The entries that follow need to be retyped verbatim.

INFORMATION PROVIDED:
▬▬▬▬▬▬▬▬▬▬
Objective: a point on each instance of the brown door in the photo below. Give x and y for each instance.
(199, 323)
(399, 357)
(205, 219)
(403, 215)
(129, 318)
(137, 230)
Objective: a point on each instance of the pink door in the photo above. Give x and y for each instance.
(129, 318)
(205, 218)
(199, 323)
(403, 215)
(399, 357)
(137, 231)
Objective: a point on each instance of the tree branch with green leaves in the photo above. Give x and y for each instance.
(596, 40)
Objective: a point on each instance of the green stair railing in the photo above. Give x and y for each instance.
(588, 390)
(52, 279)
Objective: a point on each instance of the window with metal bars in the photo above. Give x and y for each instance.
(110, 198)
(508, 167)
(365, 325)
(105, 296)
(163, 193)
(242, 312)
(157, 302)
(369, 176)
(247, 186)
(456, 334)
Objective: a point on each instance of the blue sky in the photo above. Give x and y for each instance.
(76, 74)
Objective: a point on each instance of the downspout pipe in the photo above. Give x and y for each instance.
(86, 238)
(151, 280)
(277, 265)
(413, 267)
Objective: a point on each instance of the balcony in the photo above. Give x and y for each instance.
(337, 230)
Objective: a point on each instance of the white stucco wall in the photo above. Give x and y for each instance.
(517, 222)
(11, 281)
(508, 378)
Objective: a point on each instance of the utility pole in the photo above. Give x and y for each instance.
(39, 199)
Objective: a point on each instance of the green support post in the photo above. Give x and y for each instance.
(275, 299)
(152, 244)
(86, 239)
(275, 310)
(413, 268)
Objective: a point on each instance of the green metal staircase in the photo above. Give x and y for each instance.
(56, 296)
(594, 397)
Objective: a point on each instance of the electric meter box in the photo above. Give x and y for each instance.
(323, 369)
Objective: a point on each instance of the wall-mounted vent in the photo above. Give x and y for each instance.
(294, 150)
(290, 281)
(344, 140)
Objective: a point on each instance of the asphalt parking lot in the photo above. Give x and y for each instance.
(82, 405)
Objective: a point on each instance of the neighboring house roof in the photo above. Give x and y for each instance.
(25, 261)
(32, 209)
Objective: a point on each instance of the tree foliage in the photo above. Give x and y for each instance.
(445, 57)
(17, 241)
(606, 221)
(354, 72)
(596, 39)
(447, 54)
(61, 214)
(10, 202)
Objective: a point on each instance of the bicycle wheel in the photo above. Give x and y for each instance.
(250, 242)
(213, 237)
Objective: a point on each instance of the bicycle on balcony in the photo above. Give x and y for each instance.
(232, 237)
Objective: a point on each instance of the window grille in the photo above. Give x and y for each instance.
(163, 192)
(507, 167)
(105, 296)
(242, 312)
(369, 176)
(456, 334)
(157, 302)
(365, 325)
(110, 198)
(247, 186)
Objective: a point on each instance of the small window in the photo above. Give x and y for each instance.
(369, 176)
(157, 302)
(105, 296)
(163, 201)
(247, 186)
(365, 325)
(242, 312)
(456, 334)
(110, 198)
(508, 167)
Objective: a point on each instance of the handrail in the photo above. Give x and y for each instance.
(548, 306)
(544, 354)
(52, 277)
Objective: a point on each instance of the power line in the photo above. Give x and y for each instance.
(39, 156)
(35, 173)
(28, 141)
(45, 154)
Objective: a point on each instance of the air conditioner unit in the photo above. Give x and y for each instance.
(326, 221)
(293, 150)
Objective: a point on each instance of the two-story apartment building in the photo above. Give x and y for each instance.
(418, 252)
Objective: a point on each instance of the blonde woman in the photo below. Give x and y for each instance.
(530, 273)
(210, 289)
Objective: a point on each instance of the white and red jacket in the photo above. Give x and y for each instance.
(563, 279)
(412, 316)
▬▬▬▬▬▬▬▬▬▬
TASK RESULT:
Objective: a point on each instance of the brown door in the photo below. Give x and y for each instance.
(199, 323)
(399, 357)
(205, 219)
(403, 215)
(129, 318)
(137, 230)
Objective: a point on each instance of the pink door in the photo above. Give x and y for each instance.
(129, 318)
(205, 218)
(199, 323)
(403, 215)
(399, 357)
(137, 231)
Objective: a point on each instance of the tree branch with green leaves in the photo above. Give x and y for each instance.
(596, 40)
Objective: a point on each instance of the green stair railing in the photo above. Give x and y for each instance.
(588, 390)
(52, 279)
Objective: a point on each instance of the window with metal bars in the photo above. Give x and y for each instance.
(110, 198)
(508, 167)
(365, 325)
(105, 296)
(163, 193)
(242, 312)
(157, 302)
(369, 176)
(247, 186)
(456, 334)
Objective: a point on each instance of the blue sky in the photo above. Give x and y for each instance.
(76, 74)
Objective: a point on each instance of the downspout pipe in the photo above. Give x and y for each instance.
(86, 238)
(151, 280)
(277, 265)
(413, 267)
Objective: a point on each instance of the balcony in the photo above. Give x and y for each instance.
(337, 230)
Objective: a point on each instance of the white stucco wall in the photo above. Give x and y for each instance.
(517, 222)
(11, 281)
(508, 378)
Objective: a point on each instance of the utility pole in the photo above. Give x and y for each instance.
(39, 199)
Objective: a point on each instance of the green support post in the photo above. Give x and y for each instance.
(275, 299)
(152, 244)
(86, 239)
(275, 310)
(413, 268)
Objective: a point on each instance of the green metal staircase in the photo above. Give x and y for each instance.
(56, 296)
(594, 397)
Objective: a point on each instance of the electric meter box in the photo above. Give x and y for each instance.
(323, 369)
Objective: a point on each instance of the wall-mounted vent in the photo above. Give x and y for each instance.
(294, 150)
(290, 281)
(344, 140)
Objective: a point on each instance of the asphalt parking lot in the photo above. Give x and y for each instance.
(82, 405)
Objective: a point on each instance of the neighboring house roof in the photo above. Give x and y for each instance.
(25, 261)
(32, 209)
Objective: a point on each instance of the tree foliage in the photo above. Give x and y for each instance.
(445, 57)
(17, 241)
(606, 221)
(354, 72)
(596, 39)
(447, 54)
(61, 214)
(10, 202)
Objective: a point on each instance of the bicycle wheel in the photo above. Give x and y for each instance.
(250, 242)
(213, 237)
Objective: a point on each instance of the bicycle on balcony in the photo above. Give x and y for each instance.
(232, 237)
Objective: a point on each instance of the window grille in the photo above. Give x and y for each instance.
(163, 192)
(507, 167)
(105, 296)
(242, 312)
(369, 176)
(456, 334)
(157, 302)
(365, 325)
(110, 198)
(247, 186)
Objective: a point on each instance of the small window in the photo above. Give x and y for each instance.
(369, 176)
(157, 302)
(105, 296)
(163, 201)
(247, 186)
(365, 325)
(242, 312)
(456, 334)
(110, 198)
(508, 167)
Objective: a point on each instance of the handrail in the photo above. Give x and y for each instance.
(548, 306)
(544, 354)
(52, 277)
Objective: a point on each instance of the power line in the photo above. Give x and y for each instance.
(39, 156)
(35, 173)
(28, 141)
(45, 154)
Objective: a point on each instance of the air conditioner unit in the photo above. Give x and y for each instance.
(326, 221)
(293, 150)
Objective: a point on each instance of the two-story apartment building in the photo above. Give x and y for each instance.
(418, 252)
Objective: a point on each instance of the blonde woman in the photo below. Give x and y for each instance.
(530, 273)
(210, 289)
Objective: a point on each instance of the white and red jacket in the photo above. Give x and y for each instance.
(563, 279)
(412, 316)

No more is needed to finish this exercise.